◆ Selected passage:

Search code examples
rweb-scrapinghrefrvesthtml-target

How to select "href" of a web page of a specific "target"?


<a class="image teaser-image ng-star-inserted" target="_self" href="/politik/inland/neuwahlen-2022-welche-szenarien-jetzt-realistisch-sind/401773131">

I just want to extract the "href" (for example the upper HTML tag) in order to concat it with the domain name of this website "https://kurier.at" and web scrape all articles on the home page.

I tried the following code

library(rvest)
library(lubridate)


kurier_wbpg <- read_html("https://kurier.at")

# I just want the "a" tags which come with the attribute "_self" 

articleLinks <- kurier_wbpg %>% html_elements("a")%>%
html_elements(css = "tag[attribute=_self]")  %>% 
html_attr("href")%>% 
paste("https://kurier.at",.,sep = "")

When I execute up to the html_attr("href") part of the above code block, the result I get is

character(0)

I think something wrong with selecting the HTML element tag. I need some help with this?


Solution

  • You need to narrow down your css to the second teaser block image which you can do by using the naming conventions of the classes. You can use url_absolute() to add the domain.

    library(rvest)
    library(magrittr)
    
    url <- 'https://kurier.at/'
    result <- read_html(url) %>% 
      html_element('.teasers-2 .image') %>% 
      html_attr('href') %>% 
      url_absolute(url)
    

    Same principle to get all teasers:

    results <- read_html(url) %>% 
      html_elements('.teaser .image') %>% 
      html_attr('href') %>% 
      url_absolute(url)
    

    Not sure if you want the bottom block of 5 included. If so, you can again use classes

    articles <- read_html(url) %>% 
      html_elements('.teaser-title') %>% 
      html_attr('href') %>% 
      url_absolute(url)

◆ To-do list:
a) Please copy a passage of the scraping thread word for word, beginning at the words "When I execute" and stopping after "help with this?".
b) Render this sentence from the scraping thread in Spanish: "You can use url_absolute() to add the domain."
The data that comes after this point isn't needed.

◆ Material provided:
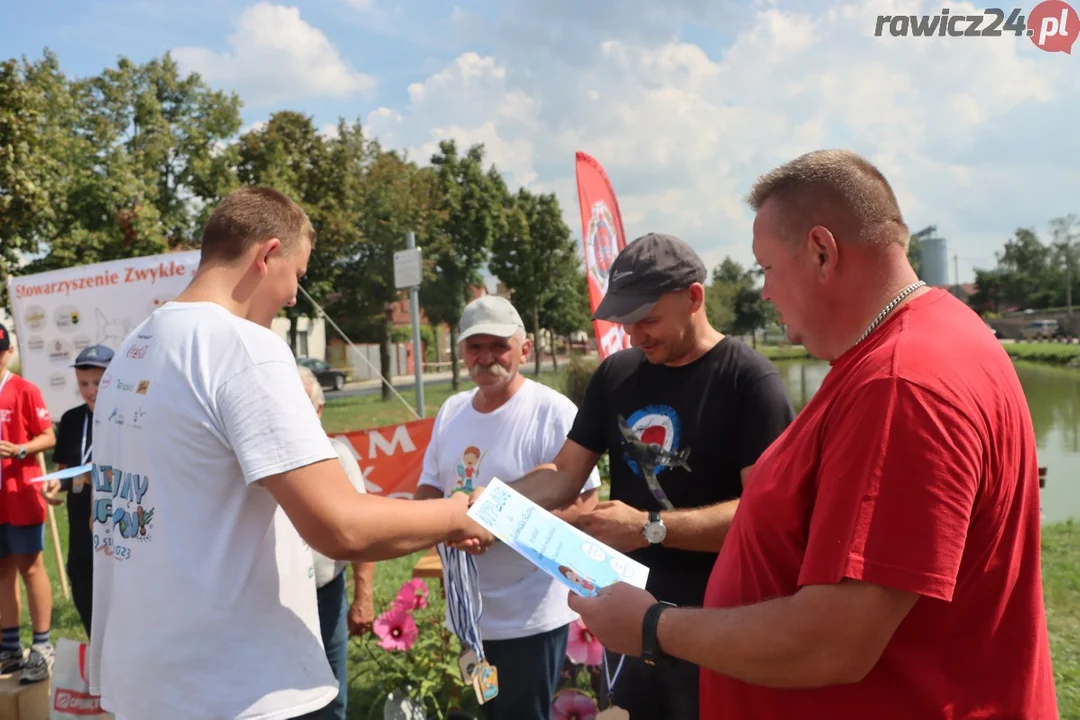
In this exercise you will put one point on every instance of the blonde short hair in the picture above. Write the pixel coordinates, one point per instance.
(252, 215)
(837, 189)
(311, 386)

◆ Expected answers:
a)
When I execute up to the html_attr("href") part of the above code block, the result I get is

character(0)

I think something wrong with selecting the HTML element tag. I need some help with this?

b) Puedes usar url_absolute() para añadir el dominio.